> [À produire] Recopiez à l'identique les enregistrements depuis leur début jusqu'à la ligne qui contient « [198,4,450,107] », cette ligne comprise.

> [Données fournies]

==================================================

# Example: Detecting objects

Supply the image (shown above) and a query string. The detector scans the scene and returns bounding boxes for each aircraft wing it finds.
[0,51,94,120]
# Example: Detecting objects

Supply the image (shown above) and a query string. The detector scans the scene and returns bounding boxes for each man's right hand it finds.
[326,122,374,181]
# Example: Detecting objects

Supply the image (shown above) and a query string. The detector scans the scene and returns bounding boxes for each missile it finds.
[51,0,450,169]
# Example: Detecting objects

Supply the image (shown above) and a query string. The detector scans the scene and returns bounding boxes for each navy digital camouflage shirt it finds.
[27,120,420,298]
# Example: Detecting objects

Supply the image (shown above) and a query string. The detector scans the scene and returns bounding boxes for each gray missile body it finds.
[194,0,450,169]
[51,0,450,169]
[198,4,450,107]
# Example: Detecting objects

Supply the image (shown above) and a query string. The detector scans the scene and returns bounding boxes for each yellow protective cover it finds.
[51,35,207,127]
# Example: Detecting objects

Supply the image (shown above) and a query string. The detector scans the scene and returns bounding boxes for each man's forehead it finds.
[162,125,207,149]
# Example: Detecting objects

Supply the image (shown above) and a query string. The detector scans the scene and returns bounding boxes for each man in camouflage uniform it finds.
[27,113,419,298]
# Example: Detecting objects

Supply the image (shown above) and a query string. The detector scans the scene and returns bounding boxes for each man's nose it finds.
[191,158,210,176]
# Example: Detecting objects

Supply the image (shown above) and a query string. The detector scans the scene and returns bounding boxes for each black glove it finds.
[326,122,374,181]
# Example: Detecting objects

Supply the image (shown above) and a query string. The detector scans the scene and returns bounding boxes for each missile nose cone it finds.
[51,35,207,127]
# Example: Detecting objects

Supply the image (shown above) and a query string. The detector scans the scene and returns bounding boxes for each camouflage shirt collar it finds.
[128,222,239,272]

==================================================

> [Corrigé]
# Example: Detecting objects

Supply the image (shown above) and a query string. The detector scans the scene and returns bounding boxes for each aircraft wing it finds.
[0,51,94,120]
# Example: Detecting objects

Supply the image (shown above) and a query string. The detector scans the scene and returns bounding boxes for each man's right hand it finds.
[326,122,374,181]
# Example: Detecting objects

Supply the image (shown above) and a query string. The detector scans the scene and returns bounding boxes for each missile it finds.
[51,0,450,169]
# Example: Detecting objects

Supply the image (shown above) and a query string. The detector scans the scene and returns bounding boxes for each navy digital camouflage shirt it finds.
[27,120,420,298]
# Example: Detecting objects

Supply the image (shown above) and a query string. The detector scans the scene and returns bounding boxes for each gray missile body it finds.
[194,0,450,169]
[51,0,450,169]
[198,4,450,107]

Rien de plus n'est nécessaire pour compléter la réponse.